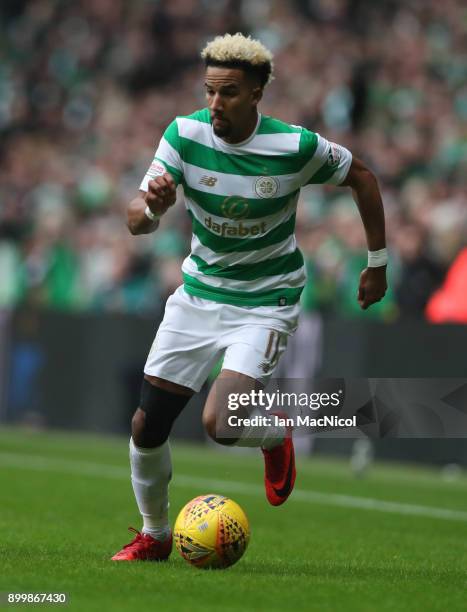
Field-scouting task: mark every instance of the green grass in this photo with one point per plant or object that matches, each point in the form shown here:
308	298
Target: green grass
66	501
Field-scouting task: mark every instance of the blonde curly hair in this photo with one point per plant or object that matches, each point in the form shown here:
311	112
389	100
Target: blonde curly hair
239	51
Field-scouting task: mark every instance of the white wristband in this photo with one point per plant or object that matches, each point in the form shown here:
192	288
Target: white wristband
150	215
376	259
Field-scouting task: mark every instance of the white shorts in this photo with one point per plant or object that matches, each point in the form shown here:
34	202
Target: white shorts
195	333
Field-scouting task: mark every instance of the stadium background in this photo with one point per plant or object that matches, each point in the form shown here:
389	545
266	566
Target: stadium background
86	89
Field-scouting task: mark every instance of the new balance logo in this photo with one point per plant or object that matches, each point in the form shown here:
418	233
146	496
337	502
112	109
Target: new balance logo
209	181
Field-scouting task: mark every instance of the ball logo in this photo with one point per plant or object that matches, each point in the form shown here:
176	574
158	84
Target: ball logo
266	186
334	155
235	207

====================

_Problem_: Rewrite all the records above, changing every "in this photo" to "in this image" and keeping everything else the same. Leave the pictures out.

_Written solution_:
Field-scouting task: mark every instance of the green grass in this image with one point per plant or object that matches, each point in the form shown here:
308	298
Target: green grass
66	501
Field-scouting task: mark every instance of the blonde curly hair in this image with one point per plant or object that matches, each point in the form shown here:
311	112
389	100
Target: blonde curly hair
239	51
Field-scouting task: mark every instance of the white wristband in this image with one point per plant or object that matches, each point in the form shown here:
192	288
Target: white wristband
150	215
376	259
Field-scouting task: mark every instance of the white shorts in this image with one point per plant or object that matches, each point in the form shown here:
34	202
Target: white shorts
195	333
Field-scouting task: mark every instance of the stadium background in this image with one point per plant or object that matches, each point in the form shown here:
389	545
266	566
Target: stadium background
86	89
Field-scouting task: mark every instance of the new balance logo in this image with one point per plant or object that matches, each point in the form shown here:
418	233
146	496
337	502
112	109
Target: new balance logo
209	181
Field-scouting task: mark every instance of the ball logo in this image with one point per plant or object that matches, each point in the form shown here:
176	574
158	84
Target: ball logo
266	186
334	155
235	207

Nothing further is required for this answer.